_To do_
The result should be the line with "rail line, the" followed by every remaining line of the entries, each reproduced exactly, with nothing else.

_Records supplied_

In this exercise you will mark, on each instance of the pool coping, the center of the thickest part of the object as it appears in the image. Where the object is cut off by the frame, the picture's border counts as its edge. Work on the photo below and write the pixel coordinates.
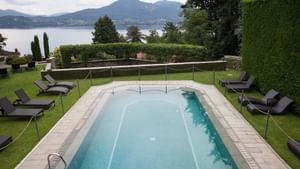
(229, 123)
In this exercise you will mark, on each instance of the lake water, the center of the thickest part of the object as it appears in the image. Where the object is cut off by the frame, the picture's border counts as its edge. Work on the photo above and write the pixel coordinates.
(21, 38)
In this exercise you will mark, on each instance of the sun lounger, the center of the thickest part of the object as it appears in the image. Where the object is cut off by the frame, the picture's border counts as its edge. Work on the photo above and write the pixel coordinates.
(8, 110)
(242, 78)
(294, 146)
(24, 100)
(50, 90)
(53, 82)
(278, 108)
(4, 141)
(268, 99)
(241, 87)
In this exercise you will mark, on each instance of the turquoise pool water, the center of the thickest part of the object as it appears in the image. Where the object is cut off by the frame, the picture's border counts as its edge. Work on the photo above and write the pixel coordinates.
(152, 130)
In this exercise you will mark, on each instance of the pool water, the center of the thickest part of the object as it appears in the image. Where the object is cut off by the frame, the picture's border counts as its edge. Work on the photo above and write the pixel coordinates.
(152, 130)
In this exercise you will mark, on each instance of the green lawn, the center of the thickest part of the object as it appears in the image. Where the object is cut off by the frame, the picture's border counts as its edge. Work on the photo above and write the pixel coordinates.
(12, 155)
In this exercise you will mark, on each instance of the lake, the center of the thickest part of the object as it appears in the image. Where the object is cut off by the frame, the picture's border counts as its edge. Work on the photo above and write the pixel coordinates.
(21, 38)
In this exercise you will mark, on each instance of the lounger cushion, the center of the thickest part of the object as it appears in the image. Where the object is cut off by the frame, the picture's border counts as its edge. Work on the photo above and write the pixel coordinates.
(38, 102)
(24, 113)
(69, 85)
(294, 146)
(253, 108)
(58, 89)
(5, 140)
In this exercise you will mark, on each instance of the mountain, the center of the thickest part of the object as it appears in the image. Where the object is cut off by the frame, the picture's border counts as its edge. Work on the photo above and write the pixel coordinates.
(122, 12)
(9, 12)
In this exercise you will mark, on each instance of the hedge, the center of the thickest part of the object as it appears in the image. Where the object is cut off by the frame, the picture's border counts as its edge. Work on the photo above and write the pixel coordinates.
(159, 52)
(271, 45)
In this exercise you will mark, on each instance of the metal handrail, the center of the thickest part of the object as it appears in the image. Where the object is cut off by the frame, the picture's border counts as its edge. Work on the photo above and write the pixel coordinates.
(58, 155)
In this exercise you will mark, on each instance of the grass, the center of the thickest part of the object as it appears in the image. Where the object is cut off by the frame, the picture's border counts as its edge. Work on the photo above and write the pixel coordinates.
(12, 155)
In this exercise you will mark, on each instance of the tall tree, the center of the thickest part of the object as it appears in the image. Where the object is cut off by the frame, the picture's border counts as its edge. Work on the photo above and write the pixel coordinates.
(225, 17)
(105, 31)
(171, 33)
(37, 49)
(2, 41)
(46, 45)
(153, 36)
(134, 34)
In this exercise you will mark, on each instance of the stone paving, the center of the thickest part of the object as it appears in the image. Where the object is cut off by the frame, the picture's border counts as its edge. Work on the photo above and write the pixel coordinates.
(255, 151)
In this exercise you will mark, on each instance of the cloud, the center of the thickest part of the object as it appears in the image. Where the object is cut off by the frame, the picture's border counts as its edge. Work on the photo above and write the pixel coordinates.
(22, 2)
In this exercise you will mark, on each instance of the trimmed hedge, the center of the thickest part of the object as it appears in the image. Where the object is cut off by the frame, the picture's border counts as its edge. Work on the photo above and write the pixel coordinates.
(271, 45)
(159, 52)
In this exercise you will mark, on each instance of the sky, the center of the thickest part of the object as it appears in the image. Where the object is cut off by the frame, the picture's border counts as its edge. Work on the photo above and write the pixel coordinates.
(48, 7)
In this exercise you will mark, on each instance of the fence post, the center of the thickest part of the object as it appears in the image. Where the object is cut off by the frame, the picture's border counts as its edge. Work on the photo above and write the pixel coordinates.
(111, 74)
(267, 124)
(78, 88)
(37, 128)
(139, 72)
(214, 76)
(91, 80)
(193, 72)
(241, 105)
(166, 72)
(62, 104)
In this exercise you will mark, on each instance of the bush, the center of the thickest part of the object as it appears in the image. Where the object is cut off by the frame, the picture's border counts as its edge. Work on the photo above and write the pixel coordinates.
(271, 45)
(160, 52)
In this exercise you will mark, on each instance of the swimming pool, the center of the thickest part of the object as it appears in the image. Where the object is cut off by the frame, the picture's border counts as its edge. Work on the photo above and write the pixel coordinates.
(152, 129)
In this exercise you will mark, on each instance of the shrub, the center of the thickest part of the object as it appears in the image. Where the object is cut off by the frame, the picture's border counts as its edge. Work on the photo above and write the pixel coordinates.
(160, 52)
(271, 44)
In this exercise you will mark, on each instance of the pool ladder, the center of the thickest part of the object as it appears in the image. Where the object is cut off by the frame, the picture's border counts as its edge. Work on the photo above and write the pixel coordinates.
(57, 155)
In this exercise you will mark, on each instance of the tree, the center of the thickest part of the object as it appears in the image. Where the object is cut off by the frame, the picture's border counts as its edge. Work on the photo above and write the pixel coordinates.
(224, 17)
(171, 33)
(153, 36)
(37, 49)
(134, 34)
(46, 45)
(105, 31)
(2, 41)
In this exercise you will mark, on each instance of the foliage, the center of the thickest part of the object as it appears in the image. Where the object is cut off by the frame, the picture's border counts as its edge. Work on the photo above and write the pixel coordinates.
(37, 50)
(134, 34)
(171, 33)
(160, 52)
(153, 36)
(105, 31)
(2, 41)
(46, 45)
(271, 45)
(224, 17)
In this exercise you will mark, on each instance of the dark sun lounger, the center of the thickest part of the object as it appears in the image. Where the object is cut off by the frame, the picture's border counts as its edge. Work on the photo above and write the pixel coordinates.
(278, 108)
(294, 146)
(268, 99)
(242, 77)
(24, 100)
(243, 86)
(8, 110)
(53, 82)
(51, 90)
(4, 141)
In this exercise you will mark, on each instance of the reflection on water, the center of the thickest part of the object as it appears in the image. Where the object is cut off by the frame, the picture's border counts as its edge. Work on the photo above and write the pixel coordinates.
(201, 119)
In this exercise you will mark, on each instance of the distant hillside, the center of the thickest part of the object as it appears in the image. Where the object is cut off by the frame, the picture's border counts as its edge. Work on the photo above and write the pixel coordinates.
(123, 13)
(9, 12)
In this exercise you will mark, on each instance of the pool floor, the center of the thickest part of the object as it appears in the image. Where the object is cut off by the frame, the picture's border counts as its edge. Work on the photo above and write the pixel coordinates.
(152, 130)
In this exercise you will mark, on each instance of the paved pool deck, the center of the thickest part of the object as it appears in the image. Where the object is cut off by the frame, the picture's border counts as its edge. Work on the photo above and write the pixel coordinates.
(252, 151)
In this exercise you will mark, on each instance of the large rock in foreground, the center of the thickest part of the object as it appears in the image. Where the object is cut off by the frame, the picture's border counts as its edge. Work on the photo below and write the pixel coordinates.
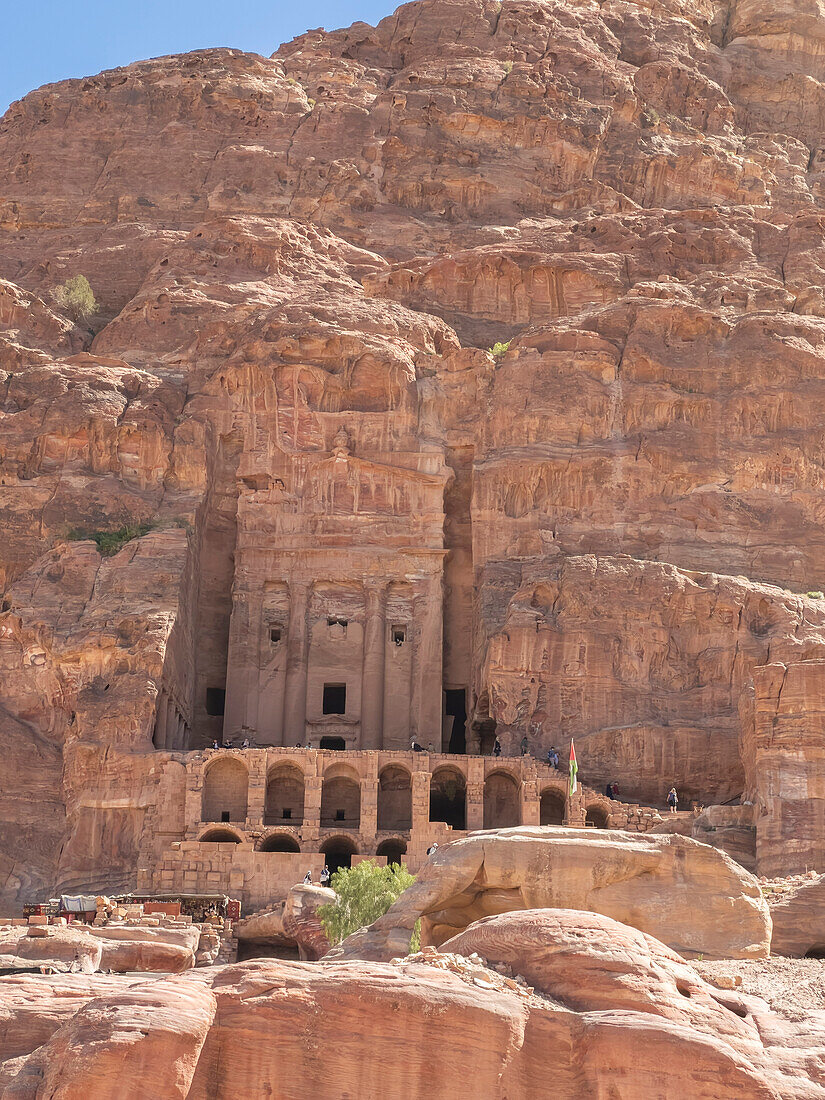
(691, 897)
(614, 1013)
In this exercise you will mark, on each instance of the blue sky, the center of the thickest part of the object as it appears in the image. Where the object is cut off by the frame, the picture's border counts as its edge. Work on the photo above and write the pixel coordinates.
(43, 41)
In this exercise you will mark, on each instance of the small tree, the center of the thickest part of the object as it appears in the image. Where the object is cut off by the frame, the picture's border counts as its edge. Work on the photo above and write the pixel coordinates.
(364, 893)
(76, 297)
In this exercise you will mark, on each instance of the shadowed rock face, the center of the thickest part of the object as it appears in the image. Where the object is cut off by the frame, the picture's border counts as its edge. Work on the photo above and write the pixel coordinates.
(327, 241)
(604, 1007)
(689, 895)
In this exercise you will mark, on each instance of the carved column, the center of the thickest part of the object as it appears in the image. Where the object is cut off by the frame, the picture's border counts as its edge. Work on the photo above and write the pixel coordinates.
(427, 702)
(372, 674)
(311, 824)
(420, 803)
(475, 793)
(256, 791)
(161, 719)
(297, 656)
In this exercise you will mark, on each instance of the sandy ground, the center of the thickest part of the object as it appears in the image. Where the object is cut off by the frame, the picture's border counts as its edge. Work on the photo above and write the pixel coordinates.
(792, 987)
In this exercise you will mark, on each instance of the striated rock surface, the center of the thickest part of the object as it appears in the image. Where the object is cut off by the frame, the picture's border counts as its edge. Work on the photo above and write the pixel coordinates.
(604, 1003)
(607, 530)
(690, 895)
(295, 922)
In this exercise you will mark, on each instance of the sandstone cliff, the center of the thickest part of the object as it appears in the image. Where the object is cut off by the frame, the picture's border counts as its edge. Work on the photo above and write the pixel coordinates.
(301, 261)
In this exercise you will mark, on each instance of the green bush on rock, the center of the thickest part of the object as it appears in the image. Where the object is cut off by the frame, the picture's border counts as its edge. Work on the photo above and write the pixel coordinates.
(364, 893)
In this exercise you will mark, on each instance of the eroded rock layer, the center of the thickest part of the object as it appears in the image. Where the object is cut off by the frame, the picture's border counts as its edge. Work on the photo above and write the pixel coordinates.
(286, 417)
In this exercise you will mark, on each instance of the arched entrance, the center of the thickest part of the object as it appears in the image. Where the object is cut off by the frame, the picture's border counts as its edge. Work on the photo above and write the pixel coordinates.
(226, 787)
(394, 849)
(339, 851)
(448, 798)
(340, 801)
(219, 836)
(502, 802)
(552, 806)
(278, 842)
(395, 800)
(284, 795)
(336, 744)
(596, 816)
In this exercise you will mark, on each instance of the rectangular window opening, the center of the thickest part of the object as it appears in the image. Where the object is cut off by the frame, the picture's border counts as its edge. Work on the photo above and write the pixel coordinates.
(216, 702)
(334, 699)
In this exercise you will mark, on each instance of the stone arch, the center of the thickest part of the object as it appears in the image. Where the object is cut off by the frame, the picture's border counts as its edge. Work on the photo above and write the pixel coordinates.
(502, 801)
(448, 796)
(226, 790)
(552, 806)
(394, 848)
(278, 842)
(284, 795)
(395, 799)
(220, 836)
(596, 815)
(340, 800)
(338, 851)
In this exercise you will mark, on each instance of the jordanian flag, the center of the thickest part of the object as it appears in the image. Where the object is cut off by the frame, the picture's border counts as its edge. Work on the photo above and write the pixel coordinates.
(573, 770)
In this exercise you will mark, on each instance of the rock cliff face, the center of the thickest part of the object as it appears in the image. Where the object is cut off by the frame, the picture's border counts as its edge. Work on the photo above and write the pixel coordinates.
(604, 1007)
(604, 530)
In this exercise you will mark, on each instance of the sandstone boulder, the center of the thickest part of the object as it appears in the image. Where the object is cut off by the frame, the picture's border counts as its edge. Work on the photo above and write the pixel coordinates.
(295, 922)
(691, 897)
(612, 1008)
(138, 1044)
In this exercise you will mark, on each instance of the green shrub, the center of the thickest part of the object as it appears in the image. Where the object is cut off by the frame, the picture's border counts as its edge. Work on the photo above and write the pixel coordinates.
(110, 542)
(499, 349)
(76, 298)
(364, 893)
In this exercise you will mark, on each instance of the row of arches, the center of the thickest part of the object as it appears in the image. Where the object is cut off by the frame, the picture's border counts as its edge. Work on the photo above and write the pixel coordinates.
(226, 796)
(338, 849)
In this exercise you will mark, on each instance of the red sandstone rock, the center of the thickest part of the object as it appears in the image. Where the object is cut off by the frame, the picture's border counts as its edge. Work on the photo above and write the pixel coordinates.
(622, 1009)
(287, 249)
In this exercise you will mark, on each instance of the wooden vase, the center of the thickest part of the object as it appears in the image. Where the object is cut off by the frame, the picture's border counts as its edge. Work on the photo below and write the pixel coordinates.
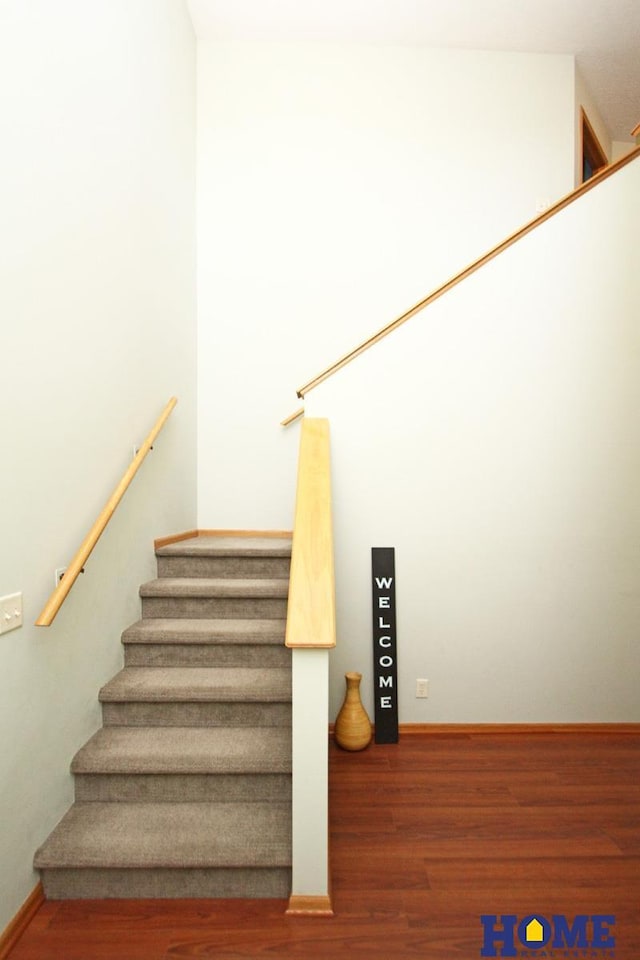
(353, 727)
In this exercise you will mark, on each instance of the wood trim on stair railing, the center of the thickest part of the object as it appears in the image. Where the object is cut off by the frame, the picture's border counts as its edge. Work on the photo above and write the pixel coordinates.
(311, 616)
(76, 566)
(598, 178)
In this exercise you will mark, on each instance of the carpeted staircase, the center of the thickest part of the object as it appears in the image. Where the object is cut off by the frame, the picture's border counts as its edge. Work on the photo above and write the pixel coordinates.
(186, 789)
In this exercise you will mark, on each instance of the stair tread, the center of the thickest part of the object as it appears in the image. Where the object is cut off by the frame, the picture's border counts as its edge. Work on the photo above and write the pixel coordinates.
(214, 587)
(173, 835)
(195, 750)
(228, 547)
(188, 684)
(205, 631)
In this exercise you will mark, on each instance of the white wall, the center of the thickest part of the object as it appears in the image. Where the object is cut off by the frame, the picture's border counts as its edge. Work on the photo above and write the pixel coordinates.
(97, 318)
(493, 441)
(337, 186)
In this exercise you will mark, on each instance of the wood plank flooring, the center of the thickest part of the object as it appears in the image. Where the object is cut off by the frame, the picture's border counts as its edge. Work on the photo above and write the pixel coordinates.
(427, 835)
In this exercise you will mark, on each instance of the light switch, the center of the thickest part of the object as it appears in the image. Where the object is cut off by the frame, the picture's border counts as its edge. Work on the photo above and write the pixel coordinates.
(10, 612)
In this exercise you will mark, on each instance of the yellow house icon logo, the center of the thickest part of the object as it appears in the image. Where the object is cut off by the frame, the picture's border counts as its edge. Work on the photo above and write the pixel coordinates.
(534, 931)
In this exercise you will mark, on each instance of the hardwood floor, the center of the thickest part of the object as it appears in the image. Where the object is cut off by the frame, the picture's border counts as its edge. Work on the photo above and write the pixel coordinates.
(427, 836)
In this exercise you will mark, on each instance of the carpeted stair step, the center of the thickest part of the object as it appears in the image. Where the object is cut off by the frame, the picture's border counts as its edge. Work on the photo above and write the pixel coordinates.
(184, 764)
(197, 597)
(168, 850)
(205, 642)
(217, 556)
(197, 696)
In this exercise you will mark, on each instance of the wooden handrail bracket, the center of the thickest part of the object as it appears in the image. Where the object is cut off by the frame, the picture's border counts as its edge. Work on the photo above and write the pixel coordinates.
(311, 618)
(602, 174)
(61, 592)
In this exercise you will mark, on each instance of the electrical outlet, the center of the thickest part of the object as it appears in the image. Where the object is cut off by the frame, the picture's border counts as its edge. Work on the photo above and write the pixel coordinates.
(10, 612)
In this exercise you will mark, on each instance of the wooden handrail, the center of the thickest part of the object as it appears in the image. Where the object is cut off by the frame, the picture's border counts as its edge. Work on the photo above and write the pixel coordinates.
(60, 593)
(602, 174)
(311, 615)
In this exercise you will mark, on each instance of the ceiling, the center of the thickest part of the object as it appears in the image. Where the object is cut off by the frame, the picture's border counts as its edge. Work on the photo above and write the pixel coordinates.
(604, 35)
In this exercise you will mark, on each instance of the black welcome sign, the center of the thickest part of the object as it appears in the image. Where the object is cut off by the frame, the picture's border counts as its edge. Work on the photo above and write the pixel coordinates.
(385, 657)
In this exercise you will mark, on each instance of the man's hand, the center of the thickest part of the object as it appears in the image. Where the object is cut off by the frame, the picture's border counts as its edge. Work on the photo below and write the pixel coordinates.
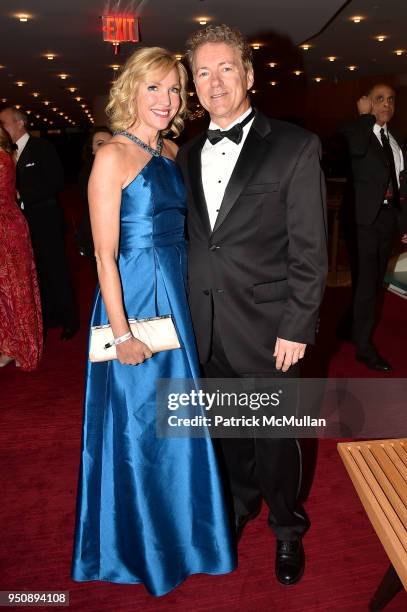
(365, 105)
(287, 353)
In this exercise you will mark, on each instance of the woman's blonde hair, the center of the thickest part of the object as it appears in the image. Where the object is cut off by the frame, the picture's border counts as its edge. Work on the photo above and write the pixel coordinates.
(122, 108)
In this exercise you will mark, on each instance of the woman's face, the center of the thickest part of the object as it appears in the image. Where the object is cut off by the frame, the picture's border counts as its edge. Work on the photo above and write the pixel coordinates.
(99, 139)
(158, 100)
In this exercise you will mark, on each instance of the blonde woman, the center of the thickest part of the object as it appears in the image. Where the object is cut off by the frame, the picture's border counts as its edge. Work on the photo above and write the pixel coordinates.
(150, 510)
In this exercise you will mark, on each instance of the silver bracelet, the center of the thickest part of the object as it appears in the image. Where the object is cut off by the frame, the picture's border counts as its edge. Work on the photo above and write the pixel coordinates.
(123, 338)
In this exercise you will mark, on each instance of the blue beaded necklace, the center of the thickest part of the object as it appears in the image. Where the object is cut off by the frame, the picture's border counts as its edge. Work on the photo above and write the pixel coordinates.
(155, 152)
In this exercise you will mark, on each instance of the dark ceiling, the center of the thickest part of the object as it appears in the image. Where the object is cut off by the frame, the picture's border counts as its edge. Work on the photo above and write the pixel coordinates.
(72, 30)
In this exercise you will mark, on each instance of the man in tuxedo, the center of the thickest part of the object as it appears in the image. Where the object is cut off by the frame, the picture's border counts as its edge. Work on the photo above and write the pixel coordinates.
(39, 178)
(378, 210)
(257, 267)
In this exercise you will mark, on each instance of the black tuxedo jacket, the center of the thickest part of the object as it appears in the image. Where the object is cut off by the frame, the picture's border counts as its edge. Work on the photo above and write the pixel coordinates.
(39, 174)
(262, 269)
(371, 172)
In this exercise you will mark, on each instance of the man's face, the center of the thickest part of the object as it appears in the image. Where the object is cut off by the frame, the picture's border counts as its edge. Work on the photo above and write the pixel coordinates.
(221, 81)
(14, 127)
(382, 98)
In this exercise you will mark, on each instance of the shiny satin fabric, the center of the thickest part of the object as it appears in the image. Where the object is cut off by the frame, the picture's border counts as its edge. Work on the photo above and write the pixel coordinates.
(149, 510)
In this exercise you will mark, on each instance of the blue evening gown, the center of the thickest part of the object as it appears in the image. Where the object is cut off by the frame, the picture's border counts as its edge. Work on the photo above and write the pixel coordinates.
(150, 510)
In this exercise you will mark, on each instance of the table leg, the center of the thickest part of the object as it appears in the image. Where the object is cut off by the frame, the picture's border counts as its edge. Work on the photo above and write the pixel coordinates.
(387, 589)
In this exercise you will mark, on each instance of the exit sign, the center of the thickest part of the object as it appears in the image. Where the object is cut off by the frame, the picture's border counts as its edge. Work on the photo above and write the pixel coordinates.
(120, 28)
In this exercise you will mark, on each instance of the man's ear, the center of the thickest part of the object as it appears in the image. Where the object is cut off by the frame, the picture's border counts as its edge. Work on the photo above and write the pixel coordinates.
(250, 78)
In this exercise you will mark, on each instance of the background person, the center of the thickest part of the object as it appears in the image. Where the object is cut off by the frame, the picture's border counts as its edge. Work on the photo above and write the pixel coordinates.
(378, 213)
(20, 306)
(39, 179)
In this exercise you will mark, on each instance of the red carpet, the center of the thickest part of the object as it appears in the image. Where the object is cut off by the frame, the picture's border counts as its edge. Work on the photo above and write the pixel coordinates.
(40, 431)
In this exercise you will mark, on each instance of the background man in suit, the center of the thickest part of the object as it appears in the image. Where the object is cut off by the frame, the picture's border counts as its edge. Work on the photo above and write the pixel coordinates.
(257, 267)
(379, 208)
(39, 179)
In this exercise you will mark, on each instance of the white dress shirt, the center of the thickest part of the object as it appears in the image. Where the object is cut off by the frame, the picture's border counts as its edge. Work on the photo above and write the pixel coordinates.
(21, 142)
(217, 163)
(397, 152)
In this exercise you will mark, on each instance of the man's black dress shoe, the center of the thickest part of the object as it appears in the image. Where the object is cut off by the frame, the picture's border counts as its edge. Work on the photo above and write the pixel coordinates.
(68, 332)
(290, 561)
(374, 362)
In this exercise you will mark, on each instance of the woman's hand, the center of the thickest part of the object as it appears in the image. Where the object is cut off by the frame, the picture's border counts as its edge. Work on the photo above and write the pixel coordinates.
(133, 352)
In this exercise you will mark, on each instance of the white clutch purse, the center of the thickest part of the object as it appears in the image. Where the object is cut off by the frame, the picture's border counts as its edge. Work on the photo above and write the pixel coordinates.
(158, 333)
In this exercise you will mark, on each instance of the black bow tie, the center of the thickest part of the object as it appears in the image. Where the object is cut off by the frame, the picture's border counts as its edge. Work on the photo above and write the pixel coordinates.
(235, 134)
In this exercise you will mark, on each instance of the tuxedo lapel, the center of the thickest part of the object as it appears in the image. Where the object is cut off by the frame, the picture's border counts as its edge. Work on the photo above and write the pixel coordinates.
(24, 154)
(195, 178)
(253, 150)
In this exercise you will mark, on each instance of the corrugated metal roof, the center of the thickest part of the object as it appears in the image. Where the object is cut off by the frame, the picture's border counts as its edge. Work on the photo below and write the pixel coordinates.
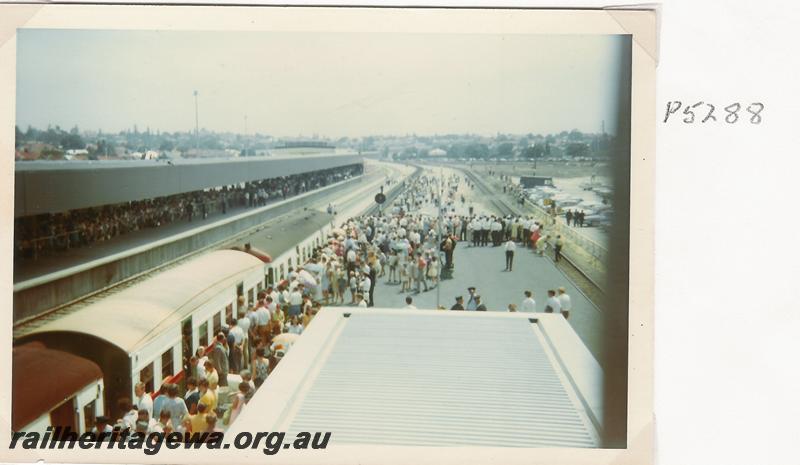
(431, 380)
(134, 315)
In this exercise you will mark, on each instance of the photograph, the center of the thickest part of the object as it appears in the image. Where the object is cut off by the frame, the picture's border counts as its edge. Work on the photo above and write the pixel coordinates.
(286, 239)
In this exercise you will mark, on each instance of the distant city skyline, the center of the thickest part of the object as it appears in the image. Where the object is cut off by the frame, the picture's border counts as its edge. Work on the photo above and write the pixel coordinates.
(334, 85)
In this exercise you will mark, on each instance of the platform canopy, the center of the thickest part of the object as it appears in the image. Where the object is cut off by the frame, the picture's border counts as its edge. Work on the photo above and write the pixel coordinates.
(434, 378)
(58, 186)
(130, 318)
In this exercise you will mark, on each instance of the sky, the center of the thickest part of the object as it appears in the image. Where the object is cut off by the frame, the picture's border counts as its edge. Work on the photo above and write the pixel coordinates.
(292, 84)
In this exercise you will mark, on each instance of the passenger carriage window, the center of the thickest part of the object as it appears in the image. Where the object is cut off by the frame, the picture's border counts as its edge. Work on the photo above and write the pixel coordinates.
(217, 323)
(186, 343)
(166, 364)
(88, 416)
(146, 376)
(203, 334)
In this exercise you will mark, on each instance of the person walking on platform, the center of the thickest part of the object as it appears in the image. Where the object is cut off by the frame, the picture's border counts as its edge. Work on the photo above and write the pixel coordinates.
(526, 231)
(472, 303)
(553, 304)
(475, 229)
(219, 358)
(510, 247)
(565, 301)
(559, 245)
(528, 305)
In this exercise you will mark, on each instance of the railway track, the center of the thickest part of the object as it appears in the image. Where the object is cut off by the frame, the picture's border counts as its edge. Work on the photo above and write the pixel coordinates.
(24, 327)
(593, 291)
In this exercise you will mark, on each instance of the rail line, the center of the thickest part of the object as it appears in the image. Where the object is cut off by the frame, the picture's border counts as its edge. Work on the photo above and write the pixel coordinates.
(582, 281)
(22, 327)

_Reply to the exercise_
In this exercise you will mark, on each instance of the rail line, the center of the thickest part of the object as it appears in the image. Where the object is cut off by the frame, the picture's border counts as its edge. Work on the photo above and write the pixel coordinates.
(582, 281)
(22, 327)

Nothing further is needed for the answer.